RECORDS:

..............................

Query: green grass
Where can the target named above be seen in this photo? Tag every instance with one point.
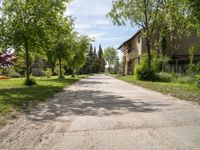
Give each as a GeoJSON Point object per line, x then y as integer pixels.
{"type": "Point", "coordinates": [15, 96]}
{"type": "Point", "coordinates": [183, 91]}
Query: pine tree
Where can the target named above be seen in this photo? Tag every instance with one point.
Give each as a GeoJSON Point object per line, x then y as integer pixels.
{"type": "Point", "coordinates": [101, 60]}
{"type": "Point", "coordinates": [95, 60]}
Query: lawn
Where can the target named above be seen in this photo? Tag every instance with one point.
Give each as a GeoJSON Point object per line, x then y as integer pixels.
{"type": "Point", "coordinates": [183, 91]}
{"type": "Point", "coordinates": [15, 96]}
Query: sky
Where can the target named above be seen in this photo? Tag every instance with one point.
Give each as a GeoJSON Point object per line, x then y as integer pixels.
{"type": "Point", "coordinates": [91, 19]}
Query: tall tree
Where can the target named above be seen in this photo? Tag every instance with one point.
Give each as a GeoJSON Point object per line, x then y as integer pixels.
{"type": "Point", "coordinates": [80, 48]}
{"type": "Point", "coordinates": [29, 24]}
{"type": "Point", "coordinates": [101, 61]}
{"type": "Point", "coordinates": [110, 55]}
{"type": "Point", "coordinates": [141, 13]}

..............................

GOAL OF THE EXERCISE:
Reproduce all of the lines above word for word, leaving out the picture.

CORRECT OUTPUT:
Query: green grass
Where can the target named above be seen in this photo? Tag every instance with one point.
Give each as a GeoJSON Point object per line, x then y as integer pixels.
{"type": "Point", "coordinates": [15, 96]}
{"type": "Point", "coordinates": [183, 91]}
Query: pine tree
Where can the target named above be seen in this photo? Tag every instance with one point.
Give each as a GeoJSON Point object per line, x then y as integer pixels.
{"type": "Point", "coordinates": [101, 60]}
{"type": "Point", "coordinates": [95, 60]}
Query: lawn
Where can the target named above be seen in this photo? Tag every instance with one point.
Give each as a GeoJSON Point object per line, x then y as integer pixels.
{"type": "Point", "coordinates": [183, 91]}
{"type": "Point", "coordinates": [15, 96]}
Query: sky
Where can the target named above be seen in this photo? Tag every instance with one point.
Give each as a GeoJSON Point object per line, x then y as integer pixels.
{"type": "Point", "coordinates": [91, 19]}
Query: tall tree
Where can the target named above be seen in this photo? Tag every instance with one point.
Give each as a GeoJSON Point object per line, x then y as integer pixels.
{"type": "Point", "coordinates": [80, 48]}
{"type": "Point", "coordinates": [29, 24]}
{"type": "Point", "coordinates": [101, 61]}
{"type": "Point", "coordinates": [110, 55]}
{"type": "Point", "coordinates": [141, 13]}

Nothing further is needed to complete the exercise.